▶ **STATED TASK**: Print all of the material below word for word, but leave the pictures out.

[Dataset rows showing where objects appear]
----

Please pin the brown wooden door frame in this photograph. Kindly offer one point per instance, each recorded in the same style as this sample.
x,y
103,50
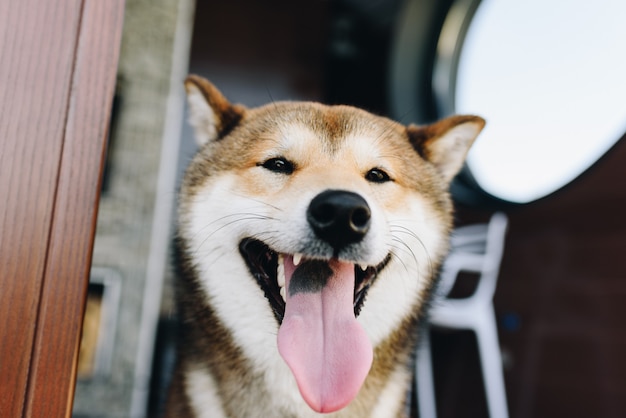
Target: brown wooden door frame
x,y
57,78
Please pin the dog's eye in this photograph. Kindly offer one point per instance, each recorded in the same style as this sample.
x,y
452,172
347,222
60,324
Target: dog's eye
x,y
278,165
376,175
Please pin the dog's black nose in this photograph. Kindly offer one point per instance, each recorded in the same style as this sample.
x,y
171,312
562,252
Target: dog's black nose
x,y
339,217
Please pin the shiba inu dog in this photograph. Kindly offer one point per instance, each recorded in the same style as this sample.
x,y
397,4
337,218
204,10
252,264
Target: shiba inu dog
x,y
309,240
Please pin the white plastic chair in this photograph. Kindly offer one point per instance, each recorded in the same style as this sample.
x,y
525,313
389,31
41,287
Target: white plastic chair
x,y
474,249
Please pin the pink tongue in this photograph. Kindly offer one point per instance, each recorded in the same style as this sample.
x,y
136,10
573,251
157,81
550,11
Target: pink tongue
x,y
325,347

----

▶ **FULL RESPONSE**:
Please pin the brown wooden door frame in this photograph. Kindly offer one point per instance, each recorded in the same style as this sample.
x,y
103,50
Target: brown wooden door frame
x,y
57,78
Please pin the dog's eye in this photograph. Kindly offer one point per instance, each recorded in the same style as this sample.
x,y
452,172
347,222
60,324
Target: dog's eye
x,y
278,165
376,175
Please pin the dog's black nose in this photograph. Kindly offer one point per instance, each recorded in the same style as this sample.
x,y
171,312
562,252
Target: dog's black nose
x,y
339,217
Please pin the shiba inu dog in this photograph. Kindly offer one point per instance, each recorded in the same style as this sample.
x,y
397,4
337,218
204,10
252,264
Target: shiba inu dog
x,y
309,240
Please pin the white plastic chair in this photograph. Kindly offer one point per instance, each recorded in the same style as this sample.
x,y
525,313
389,31
41,287
Target: white plastic chair
x,y
474,249
Please pin the pink tongue in this photograph. Kindly offer one point per instance, each recorded in the same style as this sample.
x,y
136,10
573,251
157,81
550,11
Target: pink tongue
x,y
325,347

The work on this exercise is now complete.